_Exercise brief_. Omit all pictures. Reproduce exactly the lines from the first line of the records below through the line with "find | woman's ear".
____ Provided data
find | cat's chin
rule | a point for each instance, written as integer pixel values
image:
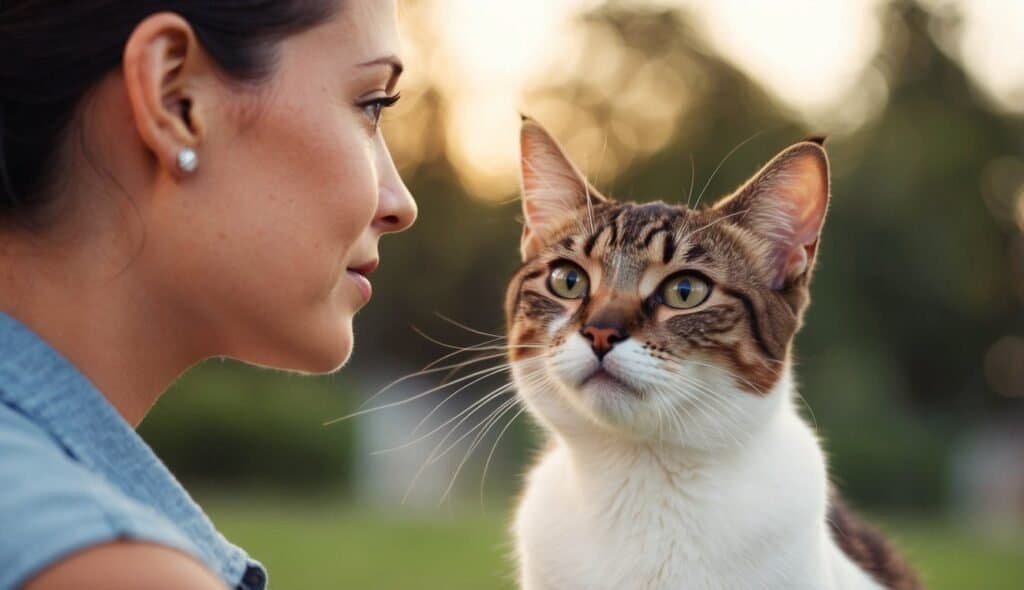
(603, 382)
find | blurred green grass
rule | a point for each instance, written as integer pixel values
(316, 543)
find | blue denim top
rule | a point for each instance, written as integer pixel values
(74, 473)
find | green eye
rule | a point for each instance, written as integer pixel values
(685, 291)
(568, 281)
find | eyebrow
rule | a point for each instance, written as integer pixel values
(393, 61)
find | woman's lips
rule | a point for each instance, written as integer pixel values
(358, 276)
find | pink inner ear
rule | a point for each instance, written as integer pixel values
(802, 191)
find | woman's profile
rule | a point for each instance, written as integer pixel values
(179, 179)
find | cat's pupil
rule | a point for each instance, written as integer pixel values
(684, 289)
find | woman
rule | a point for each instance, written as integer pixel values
(179, 179)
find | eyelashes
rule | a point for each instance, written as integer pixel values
(374, 108)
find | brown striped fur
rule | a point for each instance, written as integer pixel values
(760, 268)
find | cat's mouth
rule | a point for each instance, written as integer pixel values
(603, 379)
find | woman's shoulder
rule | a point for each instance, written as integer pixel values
(51, 506)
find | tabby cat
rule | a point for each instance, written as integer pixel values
(652, 343)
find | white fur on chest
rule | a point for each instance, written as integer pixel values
(608, 513)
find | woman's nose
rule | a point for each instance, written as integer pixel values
(396, 208)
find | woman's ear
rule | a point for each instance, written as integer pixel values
(167, 73)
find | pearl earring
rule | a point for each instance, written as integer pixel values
(187, 160)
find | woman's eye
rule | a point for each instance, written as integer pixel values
(685, 291)
(373, 109)
(568, 281)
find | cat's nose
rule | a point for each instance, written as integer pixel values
(603, 338)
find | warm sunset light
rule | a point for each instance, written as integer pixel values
(488, 61)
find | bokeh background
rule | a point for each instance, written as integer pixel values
(911, 362)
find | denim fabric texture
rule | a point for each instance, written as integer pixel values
(74, 473)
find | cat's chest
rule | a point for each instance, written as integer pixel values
(648, 529)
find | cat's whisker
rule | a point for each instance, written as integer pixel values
(426, 463)
(491, 455)
(510, 385)
(507, 407)
(417, 396)
(434, 411)
(693, 173)
(682, 239)
(429, 370)
(724, 160)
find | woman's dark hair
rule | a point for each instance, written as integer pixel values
(52, 52)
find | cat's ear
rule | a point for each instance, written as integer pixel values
(552, 186)
(784, 205)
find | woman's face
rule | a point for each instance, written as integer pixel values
(280, 224)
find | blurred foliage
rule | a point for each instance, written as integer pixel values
(225, 423)
(324, 543)
(921, 271)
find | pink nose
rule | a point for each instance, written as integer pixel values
(602, 339)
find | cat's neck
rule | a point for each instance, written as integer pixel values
(599, 458)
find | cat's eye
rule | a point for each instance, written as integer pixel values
(684, 291)
(568, 281)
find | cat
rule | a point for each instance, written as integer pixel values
(652, 342)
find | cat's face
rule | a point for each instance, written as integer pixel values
(658, 322)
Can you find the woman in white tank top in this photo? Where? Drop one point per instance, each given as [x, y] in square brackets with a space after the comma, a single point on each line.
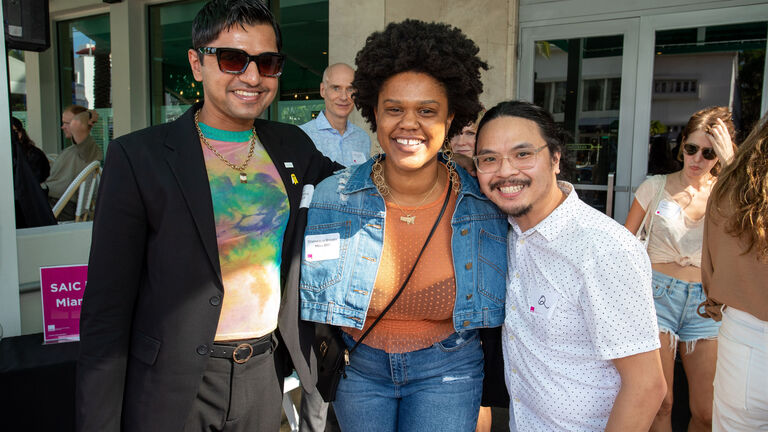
[678, 202]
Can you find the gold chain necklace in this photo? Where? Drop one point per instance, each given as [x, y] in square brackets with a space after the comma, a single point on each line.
[382, 186]
[239, 168]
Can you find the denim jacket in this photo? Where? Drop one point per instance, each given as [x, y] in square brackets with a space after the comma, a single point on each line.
[348, 211]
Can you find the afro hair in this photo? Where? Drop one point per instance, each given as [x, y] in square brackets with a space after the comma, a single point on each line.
[436, 49]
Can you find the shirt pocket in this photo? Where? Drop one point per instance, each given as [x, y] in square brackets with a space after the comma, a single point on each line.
[492, 278]
[320, 273]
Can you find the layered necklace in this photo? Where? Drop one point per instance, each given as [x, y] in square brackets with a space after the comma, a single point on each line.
[690, 190]
[239, 168]
[385, 190]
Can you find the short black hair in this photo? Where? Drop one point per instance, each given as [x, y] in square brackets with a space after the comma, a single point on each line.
[553, 135]
[436, 49]
[219, 15]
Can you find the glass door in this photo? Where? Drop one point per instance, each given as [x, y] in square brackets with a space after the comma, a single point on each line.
[584, 75]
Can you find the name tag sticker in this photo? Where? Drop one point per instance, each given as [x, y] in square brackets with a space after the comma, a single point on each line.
[667, 209]
[306, 196]
[322, 247]
[358, 158]
[542, 303]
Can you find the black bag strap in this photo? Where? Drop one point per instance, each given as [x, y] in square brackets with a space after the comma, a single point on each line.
[407, 278]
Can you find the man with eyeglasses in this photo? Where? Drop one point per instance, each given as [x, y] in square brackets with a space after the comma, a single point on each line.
[580, 336]
[190, 318]
[332, 132]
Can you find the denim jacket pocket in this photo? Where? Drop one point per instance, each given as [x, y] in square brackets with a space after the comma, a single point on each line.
[457, 341]
[492, 278]
[318, 275]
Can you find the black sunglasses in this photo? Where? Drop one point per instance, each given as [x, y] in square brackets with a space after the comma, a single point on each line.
[706, 153]
[235, 61]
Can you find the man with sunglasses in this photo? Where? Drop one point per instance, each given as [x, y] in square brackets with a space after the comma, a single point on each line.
[332, 132]
[580, 337]
[190, 319]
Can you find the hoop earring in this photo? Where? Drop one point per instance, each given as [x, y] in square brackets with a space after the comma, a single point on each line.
[378, 177]
[451, 165]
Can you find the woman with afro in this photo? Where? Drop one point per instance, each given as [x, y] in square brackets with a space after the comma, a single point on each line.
[421, 366]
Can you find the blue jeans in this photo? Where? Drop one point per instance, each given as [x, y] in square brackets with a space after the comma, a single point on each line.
[432, 389]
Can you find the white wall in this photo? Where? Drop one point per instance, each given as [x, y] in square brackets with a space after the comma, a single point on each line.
[715, 74]
[532, 11]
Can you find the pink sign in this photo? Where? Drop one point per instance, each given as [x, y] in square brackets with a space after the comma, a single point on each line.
[61, 289]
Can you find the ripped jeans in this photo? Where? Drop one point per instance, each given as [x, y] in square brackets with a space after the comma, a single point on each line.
[676, 303]
[432, 389]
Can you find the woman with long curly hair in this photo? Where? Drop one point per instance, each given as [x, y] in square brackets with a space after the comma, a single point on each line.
[734, 269]
[421, 366]
[675, 204]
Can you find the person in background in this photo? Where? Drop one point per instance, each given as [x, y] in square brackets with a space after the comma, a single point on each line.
[75, 122]
[337, 138]
[421, 367]
[35, 157]
[331, 131]
[678, 202]
[734, 270]
[580, 338]
[464, 143]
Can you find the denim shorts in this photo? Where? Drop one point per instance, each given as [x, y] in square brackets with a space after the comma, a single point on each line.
[676, 304]
[431, 389]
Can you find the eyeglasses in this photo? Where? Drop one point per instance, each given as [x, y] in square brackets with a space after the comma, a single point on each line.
[520, 159]
[706, 153]
[339, 90]
[235, 61]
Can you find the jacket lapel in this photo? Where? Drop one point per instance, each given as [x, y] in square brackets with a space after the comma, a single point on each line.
[185, 157]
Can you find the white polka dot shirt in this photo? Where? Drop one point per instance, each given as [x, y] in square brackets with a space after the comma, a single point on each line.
[578, 296]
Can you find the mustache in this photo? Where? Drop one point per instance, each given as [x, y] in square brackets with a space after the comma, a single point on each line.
[510, 182]
[259, 88]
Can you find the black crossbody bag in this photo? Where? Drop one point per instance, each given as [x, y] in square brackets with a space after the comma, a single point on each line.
[332, 352]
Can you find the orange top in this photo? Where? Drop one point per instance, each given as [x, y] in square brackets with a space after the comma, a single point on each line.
[423, 314]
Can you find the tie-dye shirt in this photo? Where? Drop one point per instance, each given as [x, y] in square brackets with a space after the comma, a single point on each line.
[250, 223]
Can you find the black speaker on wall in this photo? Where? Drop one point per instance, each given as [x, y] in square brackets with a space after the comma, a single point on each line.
[26, 25]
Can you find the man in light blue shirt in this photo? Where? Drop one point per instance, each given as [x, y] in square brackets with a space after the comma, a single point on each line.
[331, 131]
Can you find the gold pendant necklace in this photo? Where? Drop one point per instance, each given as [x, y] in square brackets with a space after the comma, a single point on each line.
[384, 189]
[239, 168]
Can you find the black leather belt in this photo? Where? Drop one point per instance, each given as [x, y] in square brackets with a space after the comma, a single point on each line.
[241, 352]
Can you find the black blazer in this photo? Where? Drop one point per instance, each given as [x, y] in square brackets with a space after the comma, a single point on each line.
[152, 303]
________
_The completed task_.
find | cat's chin
rule | a point for each instance, written as integer pixel values
image:
(603, 382)
find | blurred green grass
rule | a point for each instance, written as integer pixel values
(316, 543)
find | blue denim top
rule | a point for each instance, written as integer pixel values
(74, 473)
find | green eye
rule | a point for each instance, written as integer pixel values
(685, 291)
(568, 281)
find | eyebrow
rule | a point for each instance, written as integer pixel values
(393, 61)
find | woman's lips
rule | a point for each instance, written as integer pixel values
(358, 276)
find | pink inner ear
rule | a point for each instance, written as integer pixel values
(802, 191)
find | woman's profile
rule | a point for each instance, written as integer pixel values
(179, 179)
find | cat's pupil
rule | a point for each instance, written as integer pixel values
(684, 289)
find | woman
rule | a point for each instance, written as integer pixel values
(179, 179)
find | eyelashes
rule | a point for each instance, written as integer pixel values
(374, 108)
find | brown striped fur
rule | a point for each instance, written as integer pixel values
(760, 268)
find | cat's mouth
rule | a point for each instance, written as integer pixel values
(603, 379)
find | woman's shoulder
rule | a point for each instance, written as integer pixel values
(51, 506)
find | tabby cat
rule | a point for each instance, written as integer pixel values
(652, 343)
find | white fur on chest
rule | a point for each instance, written as integer pixel values
(608, 513)
find | woman's nose
rule | a point for each instance, written as integer pixel values
(396, 208)
find | woman's ear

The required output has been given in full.